Exercise goal.
Return all of the material below line for line, unchanged, and leave the pictures out.

[Records from a data source]

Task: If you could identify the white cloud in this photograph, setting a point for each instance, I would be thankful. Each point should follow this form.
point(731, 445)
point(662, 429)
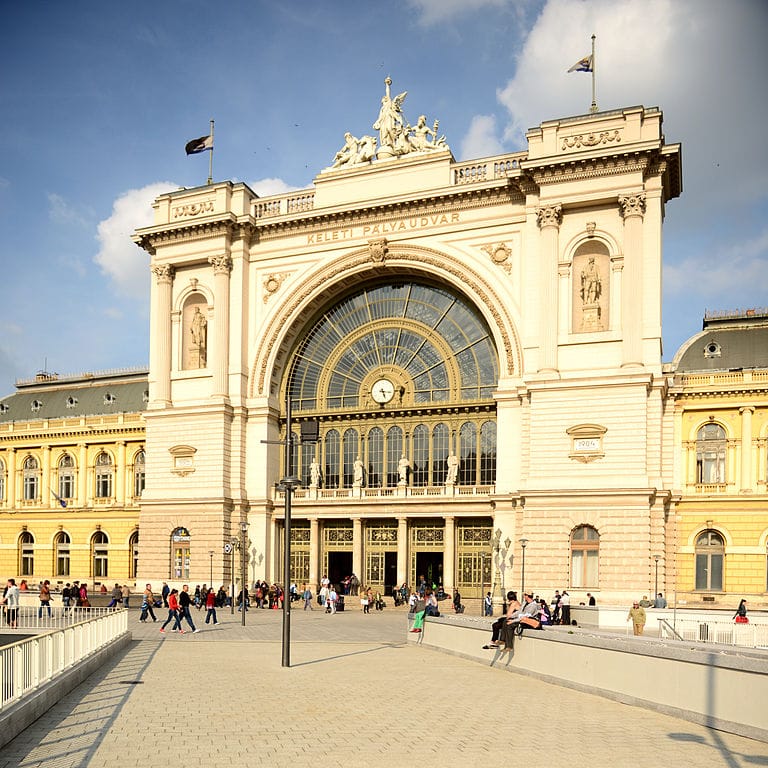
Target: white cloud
point(118, 256)
point(481, 139)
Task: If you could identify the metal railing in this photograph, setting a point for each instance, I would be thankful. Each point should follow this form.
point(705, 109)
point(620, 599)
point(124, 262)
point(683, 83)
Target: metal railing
point(28, 664)
point(752, 635)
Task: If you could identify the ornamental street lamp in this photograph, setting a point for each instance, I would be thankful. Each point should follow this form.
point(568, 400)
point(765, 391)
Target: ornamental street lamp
point(244, 563)
point(523, 544)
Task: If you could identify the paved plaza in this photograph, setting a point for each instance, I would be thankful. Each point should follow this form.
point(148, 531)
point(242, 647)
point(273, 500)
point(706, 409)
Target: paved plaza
point(355, 695)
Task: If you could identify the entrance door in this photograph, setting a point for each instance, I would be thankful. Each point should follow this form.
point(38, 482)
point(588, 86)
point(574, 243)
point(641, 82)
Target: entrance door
point(339, 566)
point(430, 566)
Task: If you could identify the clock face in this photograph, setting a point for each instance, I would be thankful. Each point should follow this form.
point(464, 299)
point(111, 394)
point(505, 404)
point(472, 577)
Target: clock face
point(383, 391)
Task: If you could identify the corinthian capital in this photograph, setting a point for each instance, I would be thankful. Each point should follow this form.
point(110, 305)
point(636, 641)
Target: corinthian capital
point(632, 205)
point(549, 216)
point(221, 264)
point(163, 273)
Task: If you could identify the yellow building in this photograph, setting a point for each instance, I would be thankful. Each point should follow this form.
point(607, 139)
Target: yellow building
point(720, 403)
point(71, 475)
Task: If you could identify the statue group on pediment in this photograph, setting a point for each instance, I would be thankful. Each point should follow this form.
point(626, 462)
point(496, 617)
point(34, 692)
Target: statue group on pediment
point(397, 137)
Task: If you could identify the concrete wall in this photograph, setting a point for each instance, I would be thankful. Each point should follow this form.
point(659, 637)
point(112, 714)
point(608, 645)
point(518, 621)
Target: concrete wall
point(710, 685)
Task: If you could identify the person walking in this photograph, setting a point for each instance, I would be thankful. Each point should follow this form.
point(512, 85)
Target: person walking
point(45, 599)
point(146, 606)
point(173, 613)
point(184, 602)
point(210, 605)
point(637, 615)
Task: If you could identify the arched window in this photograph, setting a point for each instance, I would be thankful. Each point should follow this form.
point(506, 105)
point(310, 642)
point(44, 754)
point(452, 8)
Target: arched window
point(585, 550)
point(66, 473)
point(710, 551)
point(26, 554)
point(100, 555)
point(488, 453)
point(350, 454)
point(133, 554)
point(420, 460)
point(104, 473)
point(139, 473)
point(31, 475)
point(439, 454)
point(180, 553)
point(394, 452)
point(332, 459)
point(468, 454)
point(375, 457)
point(710, 454)
point(61, 551)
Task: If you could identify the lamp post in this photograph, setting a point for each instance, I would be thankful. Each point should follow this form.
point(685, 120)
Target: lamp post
point(244, 562)
point(523, 544)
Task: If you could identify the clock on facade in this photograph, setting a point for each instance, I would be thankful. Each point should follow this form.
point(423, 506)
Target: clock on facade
point(383, 391)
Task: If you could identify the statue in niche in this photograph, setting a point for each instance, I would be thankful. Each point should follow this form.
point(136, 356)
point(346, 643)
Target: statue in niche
point(591, 287)
point(453, 469)
point(403, 467)
point(198, 327)
point(314, 474)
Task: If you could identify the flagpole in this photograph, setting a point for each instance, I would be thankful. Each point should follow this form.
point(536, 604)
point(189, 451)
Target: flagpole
point(593, 108)
point(210, 156)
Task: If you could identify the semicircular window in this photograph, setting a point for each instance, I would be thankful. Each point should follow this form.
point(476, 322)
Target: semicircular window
point(395, 345)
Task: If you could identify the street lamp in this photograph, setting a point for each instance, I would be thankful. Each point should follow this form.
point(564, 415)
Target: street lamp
point(523, 544)
point(244, 562)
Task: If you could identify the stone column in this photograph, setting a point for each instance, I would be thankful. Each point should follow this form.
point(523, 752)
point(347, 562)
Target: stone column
point(11, 491)
point(46, 497)
point(746, 448)
point(549, 219)
point(357, 547)
point(160, 337)
point(219, 360)
point(402, 550)
point(632, 209)
point(449, 555)
point(314, 553)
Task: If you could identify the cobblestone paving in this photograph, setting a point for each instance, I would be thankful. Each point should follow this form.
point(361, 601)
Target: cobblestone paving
point(355, 695)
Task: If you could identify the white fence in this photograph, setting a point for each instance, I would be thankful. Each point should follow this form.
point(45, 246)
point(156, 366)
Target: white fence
point(28, 664)
point(752, 635)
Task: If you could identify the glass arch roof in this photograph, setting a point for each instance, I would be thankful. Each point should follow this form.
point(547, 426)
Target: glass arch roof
point(428, 341)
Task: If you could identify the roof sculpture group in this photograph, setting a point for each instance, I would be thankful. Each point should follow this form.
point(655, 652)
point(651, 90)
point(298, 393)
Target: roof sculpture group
point(397, 136)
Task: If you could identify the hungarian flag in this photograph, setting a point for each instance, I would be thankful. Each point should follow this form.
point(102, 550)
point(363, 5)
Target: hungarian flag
point(199, 145)
point(582, 65)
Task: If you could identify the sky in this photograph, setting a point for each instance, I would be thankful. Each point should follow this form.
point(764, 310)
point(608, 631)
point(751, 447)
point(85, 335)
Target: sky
point(98, 99)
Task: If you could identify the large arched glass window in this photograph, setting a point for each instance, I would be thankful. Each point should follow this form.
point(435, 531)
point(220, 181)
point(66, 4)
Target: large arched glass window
point(375, 457)
point(27, 554)
point(181, 543)
point(100, 555)
point(332, 458)
point(31, 475)
point(139, 474)
point(66, 472)
point(61, 552)
point(468, 454)
point(420, 460)
point(710, 454)
point(585, 551)
point(104, 473)
point(710, 553)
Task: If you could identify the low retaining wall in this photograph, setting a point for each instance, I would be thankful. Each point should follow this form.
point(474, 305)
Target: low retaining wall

Solution below.
Task: If you could identify the white cloud in this photograph, setting a point for each instance, I would be thankful. Each point should follow this form.
point(731, 445)
point(662, 429)
Target: white cloud
point(118, 256)
point(481, 139)
Task: If you could identify the metal railing in this photograph, setting a point for each instance, I would be thankful. Each point should follow this form.
point(705, 109)
point(620, 599)
point(124, 262)
point(683, 83)
Target: metal railing
point(28, 664)
point(752, 635)
Task: If you could identify the ornamental street lamp in this photograph, setting a point for each instance, I would be thankful. Each point should follow this form.
point(568, 400)
point(765, 391)
Target: ornamental street lamp
point(244, 563)
point(523, 544)
Task: If you could identify the paved plaza in this photograph, setting a point for each instance, I would be thankful. Each point should follow this form.
point(148, 531)
point(242, 647)
point(273, 500)
point(706, 409)
Target: paved plaza
point(355, 695)
Task: If you could identify the entrance door in this photograph, setting a point for each instance, I would be thankful. Each point should follow this form.
point(38, 482)
point(588, 86)
point(574, 243)
point(641, 82)
Target: entrance door
point(339, 566)
point(430, 566)
Task: If you could identify the clock face in this photograph, setting a point for each instance, I would be thankful. Each point should follow this form.
point(464, 299)
point(111, 394)
point(505, 404)
point(472, 577)
Target: clock face
point(383, 391)
Task: If you could identify the corinthian capital in this photograph, setting a point for each instance, I would be thankful. Each point should follow this form.
point(110, 305)
point(636, 641)
Target: corinthian capital
point(632, 205)
point(549, 216)
point(221, 264)
point(163, 273)
Task: If you could identify the yellow building in this photograph, setting a point for each instance, I would be thankful. Each point should follow this form.
point(607, 139)
Target: yellow building
point(720, 403)
point(71, 475)
Task: If you could identify the statue group on pediment in this photograph, setting a point for each instance, I would be thankful. Each point should follow this form.
point(626, 462)
point(496, 617)
point(34, 692)
Target: statue group on pediment
point(397, 137)
Task: If you could identify the concrete wall in this photograph, setting a point for each instance, I would be thankful. Each point should follow this form.
point(659, 637)
point(112, 714)
point(608, 645)
point(518, 621)
Target: concrete wall
point(710, 685)
Task: If you could identify the person walking in this photograph, setting a point for each instance, I would be thankful. Each point should follow this form.
point(512, 85)
Target: person walking
point(45, 599)
point(146, 606)
point(173, 613)
point(184, 602)
point(210, 605)
point(637, 615)
Task: If you could identify the arched window in this photograph, setting a point for each instance, I would be thankful. Each point should follow this form.
point(506, 105)
point(310, 642)
point(44, 754)
point(452, 8)
Target: arched window
point(585, 550)
point(66, 473)
point(710, 551)
point(26, 554)
point(100, 555)
point(488, 453)
point(350, 454)
point(133, 554)
point(420, 460)
point(104, 473)
point(139, 473)
point(31, 475)
point(439, 454)
point(180, 553)
point(394, 452)
point(332, 459)
point(468, 454)
point(375, 457)
point(710, 454)
point(61, 551)
Task: If you could identify the lamp post in this photograph, setting a point for each instance, I would be thankful. Each point should follow this form.
point(685, 120)
Target: lamp post
point(244, 562)
point(523, 544)
Task: If you could identify the clock on facade in this photograph, setting a point for each instance, I would be thankful. Each point should follow this form.
point(423, 506)
Target: clock on facade
point(383, 391)
Task: If you could identify the statue in niche in this photograph, setting a point for each instance, I would be thankful. Each point should follow this form.
point(136, 356)
point(346, 643)
Target: statue in niche
point(591, 287)
point(453, 469)
point(403, 467)
point(198, 327)
point(314, 474)
Task: If you could identify the flagpole in this photograph, setting a point for each instance, I would be thankful. Each point should follow this form.
point(536, 604)
point(189, 451)
Target: flagpole
point(593, 108)
point(210, 156)
Task: If you could identify the semicircular window in this photograph, setting a point for each instance, I would be thankful. Each point should follow this form.
point(476, 322)
Target: semicircular window
point(395, 345)
Task: If you could identify the street lamp in this photograph, setting a point for each instance, I would be thankful. Each point should follow this form.
point(564, 415)
Target: street lamp
point(523, 544)
point(244, 562)
Task: If you could identify the stone column in this photograph, setting a point for each instance, I would be thankful. Each point should follow this form.
point(523, 752)
point(347, 562)
Target: stone column
point(11, 491)
point(46, 497)
point(746, 448)
point(549, 219)
point(357, 547)
point(160, 337)
point(219, 360)
point(402, 550)
point(632, 209)
point(449, 555)
point(314, 553)
Task: If you could identify the cobblestone paving in this photograph, setting a point for each instance, I would be thankful. Each point should follow this form.
point(361, 601)
Target: cobblestone paving
point(355, 695)
Task: If you could identify the white fence in this photograph, setting a point for each instance, I would be thankful. Each point should follow this form.
point(45, 246)
point(156, 366)
Target: white fence
point(28, 664)
point(752, 635)
Task: If you could identify the glass arch roof in this photograph, setting a point for each instance, I would be thankful. Each point should follow this form.
point(547, 426)
Target: glass arch roof
point(428, 341)
Task: If you could identify the roof sculpture group in this photograph, setting a point for each instance, I would be thankful. Each point should follow this form.
point(655, 652)
point(651, 90)
point(298, 393)
Target: roof sculpture group
point(397, 136)
Task: If you could identify the hungarian flag in this photograph, setting a point for each instance, I would be thankful. Each point should follow this form.
point(102, 550)
point(363, 5)
Target: hungarian flag
point(199, 145)
point(582, 65)
Task: If you could identify the sky in this photograph, setting a point for each instance, I would be thankful. Each point should follow this form.
point(764, 310)
point(608, 631)
point(751, 447)
point(85, 335)
Target: sky
point(98, 99)
Task: If you could identify the large arched glass window in this photograph, setting a point for each instance, I would be thankful. Each point should follow this form.
point(435, 531)
point(220, 181)
point(66, 4)
Target: large arched glass window
point(375, 457)
point(27, 554)
point(181, 543)
point(100, 555)
point(332, 458)
point(31, 475)
point(139, 474)
point(66, 472)
point(61, 552)
point(468, 454)
point(420, 460)
point(710, 454)
point(585, 551)
point(104, 473)
point(710, 553)
Task: If you could identify the low retaining wall in this photograph, setting a point for each instance, I would be thankful. Each point should follow this form.
point(474, 305)
Target: low retaining wall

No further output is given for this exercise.